▶ [Exercise goal]:
Recast the rows below as a two-column CSV with the columns "prompt" and "points", starting with the row that contains "of the wooden" and going on through the end of the rows. Give one CSV line per row, with its text and its answer each in a single quoted field and line breaks replaced by spaces.

▶ [Provided records]:
Begin

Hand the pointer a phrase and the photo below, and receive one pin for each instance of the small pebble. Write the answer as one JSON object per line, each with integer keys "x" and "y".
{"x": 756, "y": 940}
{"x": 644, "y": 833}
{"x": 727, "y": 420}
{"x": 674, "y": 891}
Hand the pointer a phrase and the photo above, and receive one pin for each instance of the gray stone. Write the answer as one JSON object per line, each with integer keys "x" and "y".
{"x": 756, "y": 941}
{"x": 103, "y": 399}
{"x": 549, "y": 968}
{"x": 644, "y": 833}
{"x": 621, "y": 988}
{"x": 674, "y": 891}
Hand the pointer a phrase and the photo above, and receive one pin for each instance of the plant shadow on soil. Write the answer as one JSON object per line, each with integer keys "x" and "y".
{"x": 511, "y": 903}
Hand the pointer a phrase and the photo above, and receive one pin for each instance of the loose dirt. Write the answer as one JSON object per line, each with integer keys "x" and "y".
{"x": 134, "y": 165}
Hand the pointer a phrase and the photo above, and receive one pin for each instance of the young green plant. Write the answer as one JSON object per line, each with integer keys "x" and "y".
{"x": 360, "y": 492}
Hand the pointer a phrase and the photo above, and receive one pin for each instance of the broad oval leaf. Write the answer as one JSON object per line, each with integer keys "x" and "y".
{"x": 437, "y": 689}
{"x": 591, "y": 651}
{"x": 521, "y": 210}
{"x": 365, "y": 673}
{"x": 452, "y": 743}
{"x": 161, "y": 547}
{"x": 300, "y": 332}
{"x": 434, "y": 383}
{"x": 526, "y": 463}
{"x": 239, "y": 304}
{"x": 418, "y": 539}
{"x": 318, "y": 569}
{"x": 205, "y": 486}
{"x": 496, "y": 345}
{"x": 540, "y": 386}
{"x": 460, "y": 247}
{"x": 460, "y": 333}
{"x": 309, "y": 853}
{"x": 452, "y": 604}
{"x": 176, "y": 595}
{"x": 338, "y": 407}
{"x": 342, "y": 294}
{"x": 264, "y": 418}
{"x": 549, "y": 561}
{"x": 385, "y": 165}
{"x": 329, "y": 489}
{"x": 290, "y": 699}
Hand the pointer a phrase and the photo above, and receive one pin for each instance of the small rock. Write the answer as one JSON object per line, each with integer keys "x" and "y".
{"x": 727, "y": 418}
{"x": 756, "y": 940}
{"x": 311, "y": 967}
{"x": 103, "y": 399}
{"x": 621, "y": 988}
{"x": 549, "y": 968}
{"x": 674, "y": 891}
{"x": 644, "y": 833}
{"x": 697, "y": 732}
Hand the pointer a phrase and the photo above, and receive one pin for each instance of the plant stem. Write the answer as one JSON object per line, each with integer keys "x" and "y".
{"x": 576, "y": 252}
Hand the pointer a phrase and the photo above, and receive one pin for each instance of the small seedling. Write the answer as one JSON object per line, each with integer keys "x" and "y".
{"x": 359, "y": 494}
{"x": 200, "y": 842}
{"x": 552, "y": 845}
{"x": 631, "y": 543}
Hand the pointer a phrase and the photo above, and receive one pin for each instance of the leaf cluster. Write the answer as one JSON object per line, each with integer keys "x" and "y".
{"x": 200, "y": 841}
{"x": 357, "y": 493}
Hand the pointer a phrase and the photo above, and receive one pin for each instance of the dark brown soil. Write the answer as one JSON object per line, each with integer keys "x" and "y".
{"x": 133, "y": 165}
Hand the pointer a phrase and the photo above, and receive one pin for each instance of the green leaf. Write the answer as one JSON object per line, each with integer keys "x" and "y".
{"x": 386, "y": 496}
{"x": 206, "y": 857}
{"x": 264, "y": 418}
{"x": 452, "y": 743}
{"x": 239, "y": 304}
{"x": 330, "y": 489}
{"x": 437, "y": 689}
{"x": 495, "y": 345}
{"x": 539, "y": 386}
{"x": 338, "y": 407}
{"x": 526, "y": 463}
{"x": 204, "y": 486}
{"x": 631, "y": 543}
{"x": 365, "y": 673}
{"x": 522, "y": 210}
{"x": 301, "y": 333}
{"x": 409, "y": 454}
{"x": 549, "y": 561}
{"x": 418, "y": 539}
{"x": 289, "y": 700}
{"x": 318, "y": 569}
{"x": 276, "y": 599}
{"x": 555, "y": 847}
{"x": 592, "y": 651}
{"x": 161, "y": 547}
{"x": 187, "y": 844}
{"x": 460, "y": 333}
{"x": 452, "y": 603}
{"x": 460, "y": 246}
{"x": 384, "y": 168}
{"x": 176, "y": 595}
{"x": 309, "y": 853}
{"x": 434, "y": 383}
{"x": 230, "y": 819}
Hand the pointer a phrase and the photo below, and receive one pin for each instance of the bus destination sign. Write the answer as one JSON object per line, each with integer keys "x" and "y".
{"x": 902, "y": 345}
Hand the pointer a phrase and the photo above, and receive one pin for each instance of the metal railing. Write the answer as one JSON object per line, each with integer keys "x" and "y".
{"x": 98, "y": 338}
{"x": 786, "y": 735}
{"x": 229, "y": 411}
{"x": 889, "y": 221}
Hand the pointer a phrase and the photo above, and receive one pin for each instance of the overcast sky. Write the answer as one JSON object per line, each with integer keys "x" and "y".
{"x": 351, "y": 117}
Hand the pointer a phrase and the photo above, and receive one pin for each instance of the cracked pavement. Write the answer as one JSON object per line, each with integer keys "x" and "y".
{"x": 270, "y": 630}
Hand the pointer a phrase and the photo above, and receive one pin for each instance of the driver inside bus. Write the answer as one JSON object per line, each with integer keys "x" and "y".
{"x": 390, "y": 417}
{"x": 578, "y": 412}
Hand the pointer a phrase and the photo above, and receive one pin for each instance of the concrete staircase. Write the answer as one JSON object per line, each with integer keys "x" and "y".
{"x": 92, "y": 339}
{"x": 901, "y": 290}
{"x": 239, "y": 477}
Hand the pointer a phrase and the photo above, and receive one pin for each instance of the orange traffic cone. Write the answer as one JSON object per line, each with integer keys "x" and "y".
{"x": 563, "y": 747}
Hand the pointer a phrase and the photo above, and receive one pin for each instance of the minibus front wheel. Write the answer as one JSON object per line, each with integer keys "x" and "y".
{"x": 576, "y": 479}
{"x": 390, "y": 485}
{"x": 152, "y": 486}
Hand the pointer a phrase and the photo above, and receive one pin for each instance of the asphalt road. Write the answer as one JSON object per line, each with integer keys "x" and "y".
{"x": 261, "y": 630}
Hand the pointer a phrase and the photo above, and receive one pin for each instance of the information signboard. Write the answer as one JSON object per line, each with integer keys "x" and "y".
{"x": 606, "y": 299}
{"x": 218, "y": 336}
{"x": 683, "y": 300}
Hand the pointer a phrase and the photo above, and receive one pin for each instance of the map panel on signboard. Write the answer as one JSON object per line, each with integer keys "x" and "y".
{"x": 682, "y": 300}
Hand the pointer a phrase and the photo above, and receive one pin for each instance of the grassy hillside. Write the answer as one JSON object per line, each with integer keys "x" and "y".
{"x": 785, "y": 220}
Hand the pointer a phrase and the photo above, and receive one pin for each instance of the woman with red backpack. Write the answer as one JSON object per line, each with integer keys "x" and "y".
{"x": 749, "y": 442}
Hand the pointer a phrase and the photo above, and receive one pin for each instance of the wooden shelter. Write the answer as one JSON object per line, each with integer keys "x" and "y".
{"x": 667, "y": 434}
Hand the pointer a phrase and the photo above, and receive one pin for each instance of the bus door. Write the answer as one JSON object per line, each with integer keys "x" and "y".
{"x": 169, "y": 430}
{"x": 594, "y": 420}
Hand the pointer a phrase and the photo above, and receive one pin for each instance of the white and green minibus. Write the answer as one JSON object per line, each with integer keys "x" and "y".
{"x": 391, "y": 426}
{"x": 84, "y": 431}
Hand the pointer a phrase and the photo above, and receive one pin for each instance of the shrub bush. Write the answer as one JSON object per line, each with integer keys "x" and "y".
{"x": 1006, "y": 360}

End

▶ [Correct answer]:
prompt,points
"Hand the pointer a phrase and the photo above, and receive one pin for each instance of the wooden shelter. Write the answer as one JSON object per line, each with integer keys ""x"" and ""y"".","{""x"": 667, ""y"": 434}"
"Hand the pointer a phrase and the photo above, and receive one pin for each instance of the bus door. Write the answer as one JSON object per line, each with integer keys ""x"" and ""y"".","{""x"": 169, ""y"": 430} {""x"": 594, ""y"": 420}"
"Hand the pointer a phrase and the photo above, and receive one pin for each instance of the white and green minibus. Write the answer as one JSON object per line, each with integer keys ""x"" and ""y"".","{""x"": 391, ""y"": 426} {""x"": 84, ""y"": 431}"
"Hand the pointer a phrase and the photo above, and receive one pin for each instance of the shrub bush. Write the answer as one JSON object per line, each with integer keys ""x"" and ""y"".","{""x"": 1006, ""y"": 360}"